## TASK ITEM
A faithful retyping of every entry below is wanted, with images left out.

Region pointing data
________________

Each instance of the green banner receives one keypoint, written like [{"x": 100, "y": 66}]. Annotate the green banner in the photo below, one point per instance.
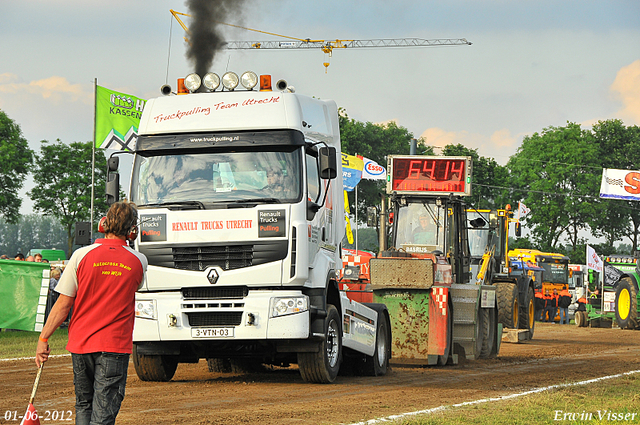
[
  {"x": 23, "y": 291},
  {"x": 117, "y": 119}
]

________________

## EXERCISE RESPONSE
Each instance of the green banner receives one keypoint, written like [{"x": 100, "y": 66}]. Annotate the green banner in the photo below, one point per instance.
[
  {"x": 23, "y": 291},
  {"x": 117, "y": 119}
]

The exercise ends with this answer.